Excerpt to read:
/---

How to view intermediate steps in ODESolver during runtime without excess allocations?

I am new to Julia and have been solving an ODE problem using the integrator interface. I want to view the intermediate steps (and use the intermediate steps in another function to perform some calculations) as the integrator solves the problem. This is how the code looks now:

prob = ODEProblem(differential_eq, u0, tspan, p)
integrator = OrdinaryDiffEq.init(prob, alg(), save_everystep = false, maxiters = max_steps*1e5, abstol=1e-8, reltol=1e-8, callback=callbacks; kwargs...)   

for integ in integrator
   fun(integ)    # Note: this function doesn't changes the values inside integ
end

This works fine, but while looking at the allocations, it seems this method allocates more memory than just using save_everystep, and performing the calculations afterward. As far as I understand, this extra allocation is coming from getproperty, specifically when I am trying to access the time steps or intermediate steps by doing i.t or i.u. I was wondering if there is a way to do this without allocating the extra memory.

Any help regarding this is appreciated!

Hi and welcome to the forum! :wave:

Did you try to wrap the whole code inside a function? As mentioned in the Performance Tips · The Julia Language using global variables should generally be avoided.

If the same behavior appears also without using global variables, it would be helpful to share a full working example of the code that can be copy-pasted to run and investigate the issue.

Hi Sevi! Thanks for your answer. The code is already inside a function, and there are no global variables.

Here is simplified version of the code that illustrates the issue:

using OrdinaryDiffEq
using BenchmarkTools

function diffeq(u, p, t)
    return -0.5 * u
end 

function integrate(alg=OrdinaryDiffEq.RK4)
    
    tspan = (0, 1e3)

    u0 = 1

    prob = ODEProblem(diffeq, u0, tspan)
    integrator = OrdinaryDiffEq.init(prob, alg(), save_everystep = false, maxiters = 1e4, abstol=1e-8, reltol=1e-8) 
    x = 0.0
    for i in integrator
        x = i.u 
    end
end 

@benchmark integrate()

\---

Written problem:
Answer these questions from the forum thread about viewing intermediate ODE integrator steps:
(a) Which function does the original poster believe the extra allocation comes from?
(b) What does the first reply suggest wrapping the whole code inside?
(c) In the simplified example, what value is given for maxiters?

Data records:
/---

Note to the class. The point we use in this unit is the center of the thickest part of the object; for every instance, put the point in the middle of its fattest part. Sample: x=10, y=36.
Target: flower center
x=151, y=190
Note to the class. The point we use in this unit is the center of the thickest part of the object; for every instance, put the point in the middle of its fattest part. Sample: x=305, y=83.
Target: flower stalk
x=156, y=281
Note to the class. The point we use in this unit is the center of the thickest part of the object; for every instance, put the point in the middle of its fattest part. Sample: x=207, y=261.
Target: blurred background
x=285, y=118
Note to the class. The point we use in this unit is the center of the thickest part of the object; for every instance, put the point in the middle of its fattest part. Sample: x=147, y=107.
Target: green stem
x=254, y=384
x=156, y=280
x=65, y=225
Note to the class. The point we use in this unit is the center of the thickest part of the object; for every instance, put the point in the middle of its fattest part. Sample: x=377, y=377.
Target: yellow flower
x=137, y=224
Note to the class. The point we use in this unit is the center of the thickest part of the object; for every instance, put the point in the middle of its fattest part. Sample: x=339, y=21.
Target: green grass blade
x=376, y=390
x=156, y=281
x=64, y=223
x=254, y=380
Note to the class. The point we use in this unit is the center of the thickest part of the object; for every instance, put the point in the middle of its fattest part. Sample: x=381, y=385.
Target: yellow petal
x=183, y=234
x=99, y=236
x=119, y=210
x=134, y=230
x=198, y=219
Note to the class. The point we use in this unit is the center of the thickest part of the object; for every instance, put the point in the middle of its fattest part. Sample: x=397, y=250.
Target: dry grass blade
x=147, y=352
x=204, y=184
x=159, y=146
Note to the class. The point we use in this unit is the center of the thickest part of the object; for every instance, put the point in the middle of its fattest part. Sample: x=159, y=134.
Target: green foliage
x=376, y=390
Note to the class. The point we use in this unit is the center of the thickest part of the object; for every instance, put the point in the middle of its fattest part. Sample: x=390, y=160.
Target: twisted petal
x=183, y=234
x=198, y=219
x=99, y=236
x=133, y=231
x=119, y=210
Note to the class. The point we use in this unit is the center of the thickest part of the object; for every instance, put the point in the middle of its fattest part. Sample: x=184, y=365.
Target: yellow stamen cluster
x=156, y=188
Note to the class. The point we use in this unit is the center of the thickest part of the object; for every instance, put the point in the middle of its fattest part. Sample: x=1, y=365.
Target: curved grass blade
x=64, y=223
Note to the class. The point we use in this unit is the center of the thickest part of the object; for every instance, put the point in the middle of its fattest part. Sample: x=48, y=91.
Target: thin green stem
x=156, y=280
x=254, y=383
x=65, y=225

\---
/---

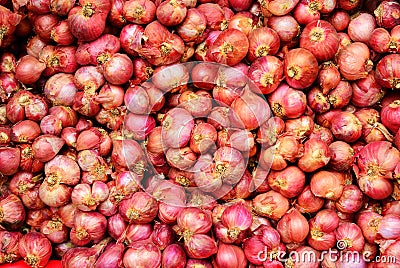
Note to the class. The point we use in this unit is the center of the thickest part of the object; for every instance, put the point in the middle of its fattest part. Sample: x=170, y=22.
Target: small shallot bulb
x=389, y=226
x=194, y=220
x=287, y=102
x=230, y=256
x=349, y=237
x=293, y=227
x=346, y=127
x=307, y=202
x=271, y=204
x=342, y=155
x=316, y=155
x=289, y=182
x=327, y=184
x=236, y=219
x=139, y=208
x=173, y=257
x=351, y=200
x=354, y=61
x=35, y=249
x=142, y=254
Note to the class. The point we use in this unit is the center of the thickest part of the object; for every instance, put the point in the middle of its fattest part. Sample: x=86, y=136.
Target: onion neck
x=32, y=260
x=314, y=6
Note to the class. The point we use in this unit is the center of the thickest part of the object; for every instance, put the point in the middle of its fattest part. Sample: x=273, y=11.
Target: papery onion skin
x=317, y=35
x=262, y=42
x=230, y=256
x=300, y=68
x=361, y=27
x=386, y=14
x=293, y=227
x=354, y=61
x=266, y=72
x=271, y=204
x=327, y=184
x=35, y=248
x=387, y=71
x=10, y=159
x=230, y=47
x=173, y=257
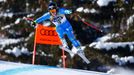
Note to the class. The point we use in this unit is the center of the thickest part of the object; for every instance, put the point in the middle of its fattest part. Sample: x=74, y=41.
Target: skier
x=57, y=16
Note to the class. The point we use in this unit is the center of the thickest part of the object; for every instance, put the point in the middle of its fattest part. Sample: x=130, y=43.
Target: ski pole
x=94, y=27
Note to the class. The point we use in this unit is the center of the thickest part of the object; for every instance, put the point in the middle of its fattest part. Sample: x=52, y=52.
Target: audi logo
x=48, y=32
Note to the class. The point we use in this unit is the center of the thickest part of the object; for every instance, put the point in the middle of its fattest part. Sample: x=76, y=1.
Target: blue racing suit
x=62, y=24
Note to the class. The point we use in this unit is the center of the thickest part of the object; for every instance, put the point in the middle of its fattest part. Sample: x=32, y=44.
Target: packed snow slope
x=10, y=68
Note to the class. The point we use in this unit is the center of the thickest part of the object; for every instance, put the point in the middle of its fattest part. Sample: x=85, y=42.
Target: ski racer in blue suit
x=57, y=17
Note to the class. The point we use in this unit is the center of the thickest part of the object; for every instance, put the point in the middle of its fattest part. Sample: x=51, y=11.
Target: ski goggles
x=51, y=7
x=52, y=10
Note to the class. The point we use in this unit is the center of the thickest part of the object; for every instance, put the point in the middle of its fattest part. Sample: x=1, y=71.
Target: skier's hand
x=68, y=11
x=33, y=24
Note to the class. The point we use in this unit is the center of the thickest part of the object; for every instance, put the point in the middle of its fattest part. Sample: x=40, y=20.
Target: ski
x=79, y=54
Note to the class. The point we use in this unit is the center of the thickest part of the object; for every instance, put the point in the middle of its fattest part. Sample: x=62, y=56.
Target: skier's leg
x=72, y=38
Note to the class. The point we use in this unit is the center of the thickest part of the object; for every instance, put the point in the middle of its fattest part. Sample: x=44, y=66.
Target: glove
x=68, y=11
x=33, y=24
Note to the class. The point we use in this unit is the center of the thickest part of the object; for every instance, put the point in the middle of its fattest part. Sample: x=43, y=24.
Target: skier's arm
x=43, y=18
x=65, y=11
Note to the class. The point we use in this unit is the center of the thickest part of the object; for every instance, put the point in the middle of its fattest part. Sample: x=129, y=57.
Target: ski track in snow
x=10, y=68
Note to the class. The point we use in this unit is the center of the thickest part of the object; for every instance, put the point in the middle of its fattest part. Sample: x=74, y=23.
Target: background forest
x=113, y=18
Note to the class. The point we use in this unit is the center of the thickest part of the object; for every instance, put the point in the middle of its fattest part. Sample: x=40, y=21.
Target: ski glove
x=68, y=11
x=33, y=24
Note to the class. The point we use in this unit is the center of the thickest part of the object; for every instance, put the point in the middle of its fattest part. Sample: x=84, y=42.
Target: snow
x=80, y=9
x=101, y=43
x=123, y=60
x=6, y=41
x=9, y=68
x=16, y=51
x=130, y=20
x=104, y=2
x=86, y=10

\---

Final result:
(a) getproperty
(b) A function
(c) 1e4